··· PROVIDED PASSAGE ···

I’d almost forgotten what a privilege it is to attend the opening night of a play.

After over a year of zero live performances at the renowned Oregon Shakespeare Festival in Ashland, the one-woman show “Fannie: The Music and Life of Fannie Lou Hamer” recently opened the shortened OSF 2021 season.

The show, based on the life of Mississippi-born voting rights warrior Fannie Lou Hamer, runs through Oct. 9. Accompanied by three musicians, the actress E. Faye Butler sings and powers her way through the groundbreaking — and heartbreaking — journey of this underappreciated activist of the 1960s civil rights movement. “Fannie,” by playwright Cheryl L. West, originated in Chicago under the direction of Henry Godinez.

My husband and I can brag that we went to university with the talented Henry, so we were delighted to spend time with him in Ashland. We got to catch up and reminisce and see his production of “Fannie." We are also longtime fans of OSF: We had already purchased tickets to the 2020 season when the COVID-19 pandemic screeched all performances to a halt.

Live theater effectively ended in March 2020, leaving actors, directors and every imaginable support person, from costumers to tech crews to box office personnel, without work. Theater companies could apply for financial help from the government and solicit charitable donations from supporters, but theater itself, along with music and dance and every other kind of live performance, went dark.

I realize that in the face of pandemic illness and death, this was not the world’s most immediate concern, but it was on the list of overall human concerns.

Because theater is in our genes. We are poorer without it. Theater entertains and edifies and enlightens us. The history of live theater is long and storied, from the Greek tragedies to the medieval morality plays, from Shakespeare’s peanut gallery to New York’s Broadway and every theater troupe in between.

I like to imagine that even before recorded history there were prehistoric stand-up comics, Neanderthals who labored to entertain a tough audience. We love the process of performance: We perk up when Mickey Rooney and Judy Garland, in their backyard musicals, decide to “put on a show!” We tap our feet to Gene Kelly’s immortal “Gotta Dance!” routine. We get it. We gotta do it, too.

··· EXCERPTED DATA ···

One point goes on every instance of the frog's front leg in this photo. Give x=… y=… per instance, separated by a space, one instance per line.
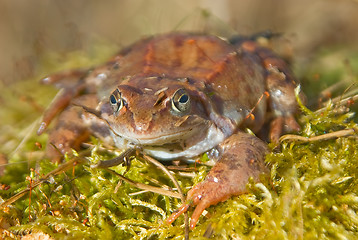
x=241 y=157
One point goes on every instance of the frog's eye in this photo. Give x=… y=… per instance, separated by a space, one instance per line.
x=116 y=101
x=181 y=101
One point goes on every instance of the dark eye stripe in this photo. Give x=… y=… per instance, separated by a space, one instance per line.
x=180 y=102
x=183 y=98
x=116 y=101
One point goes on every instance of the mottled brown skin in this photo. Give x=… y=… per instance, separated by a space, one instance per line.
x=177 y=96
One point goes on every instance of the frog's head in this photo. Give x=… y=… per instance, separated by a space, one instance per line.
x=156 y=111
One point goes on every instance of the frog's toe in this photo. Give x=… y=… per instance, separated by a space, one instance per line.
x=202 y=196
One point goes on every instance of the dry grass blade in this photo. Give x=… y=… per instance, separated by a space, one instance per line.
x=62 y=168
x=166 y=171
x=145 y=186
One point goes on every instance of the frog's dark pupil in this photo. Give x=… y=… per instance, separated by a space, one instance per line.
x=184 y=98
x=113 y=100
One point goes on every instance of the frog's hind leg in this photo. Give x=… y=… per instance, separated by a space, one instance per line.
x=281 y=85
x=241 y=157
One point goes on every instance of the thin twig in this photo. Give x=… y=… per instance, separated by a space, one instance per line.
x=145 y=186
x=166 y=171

···
··· EXCERPTED DATA ···

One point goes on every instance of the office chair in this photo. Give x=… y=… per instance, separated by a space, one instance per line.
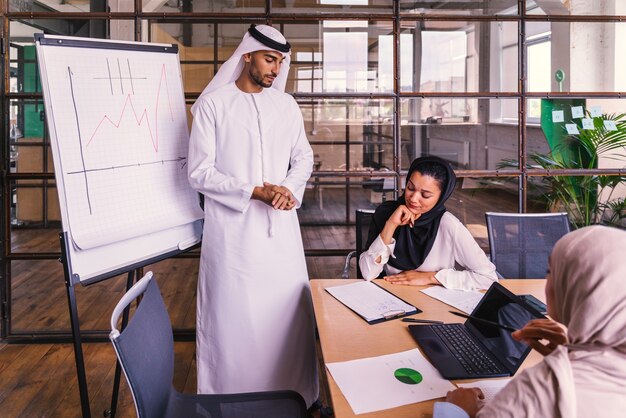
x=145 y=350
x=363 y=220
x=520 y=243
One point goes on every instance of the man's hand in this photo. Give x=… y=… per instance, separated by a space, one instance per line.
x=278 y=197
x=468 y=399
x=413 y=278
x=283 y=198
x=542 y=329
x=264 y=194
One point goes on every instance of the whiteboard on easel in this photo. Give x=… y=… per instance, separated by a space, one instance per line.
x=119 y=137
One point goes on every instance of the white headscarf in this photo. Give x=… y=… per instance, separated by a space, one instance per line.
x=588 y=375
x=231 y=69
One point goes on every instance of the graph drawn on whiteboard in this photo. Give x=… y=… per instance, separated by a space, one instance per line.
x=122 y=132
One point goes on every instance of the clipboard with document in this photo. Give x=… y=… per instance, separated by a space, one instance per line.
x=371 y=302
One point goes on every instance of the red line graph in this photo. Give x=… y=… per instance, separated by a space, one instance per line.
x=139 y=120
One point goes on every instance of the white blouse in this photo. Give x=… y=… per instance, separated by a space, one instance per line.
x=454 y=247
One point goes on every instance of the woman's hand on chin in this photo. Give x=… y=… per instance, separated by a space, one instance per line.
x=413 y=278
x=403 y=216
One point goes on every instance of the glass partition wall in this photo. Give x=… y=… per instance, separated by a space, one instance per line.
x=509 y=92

···
··· EXCERPTED DATA ···

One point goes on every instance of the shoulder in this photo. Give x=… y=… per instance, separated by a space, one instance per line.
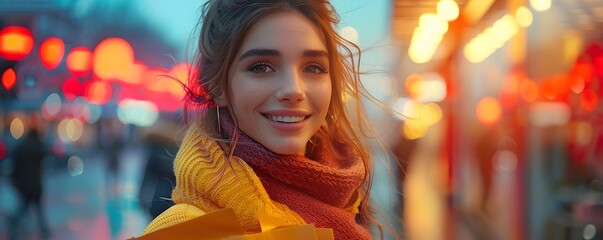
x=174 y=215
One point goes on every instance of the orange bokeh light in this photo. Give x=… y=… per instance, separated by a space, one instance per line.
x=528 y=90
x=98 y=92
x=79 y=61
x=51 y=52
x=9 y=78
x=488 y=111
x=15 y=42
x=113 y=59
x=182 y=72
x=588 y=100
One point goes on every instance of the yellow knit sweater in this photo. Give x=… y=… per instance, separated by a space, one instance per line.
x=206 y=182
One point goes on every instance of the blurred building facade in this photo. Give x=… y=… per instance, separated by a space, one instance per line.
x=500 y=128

···

▶ THINGS TO DO:
1. In the piece on the Oregon Shakespeare Festival reopening, rewrite the part that opens with the words containing "Because theater is" and closes with "troupe in between.", putting "DNA" in place of "genes".
2. In the piece on the Oregon Shakespeare Festival reopening, condense the paragraph beginning "Live theater effectively ended" while keeping its main facts.
The records have nothing to do with the text.

▶ TASK ANSWERS:
1.
Because theater is in our DNA. We are poorer without it. Theater entertains and edifies and enlightens us. The history of live theater is long and storied, from the Greek tragedies to the medieval morality plays, from Shakespeare’s peanut gallery to New York’s Broadway and every theater troupe in between.

2. Live theater stopped in March 2020. That left actors, directors and support staff such as costumers, tech crews and box office workers without jobs. Theater companies could seek government aid and donations, but theater and all other live performance went dark.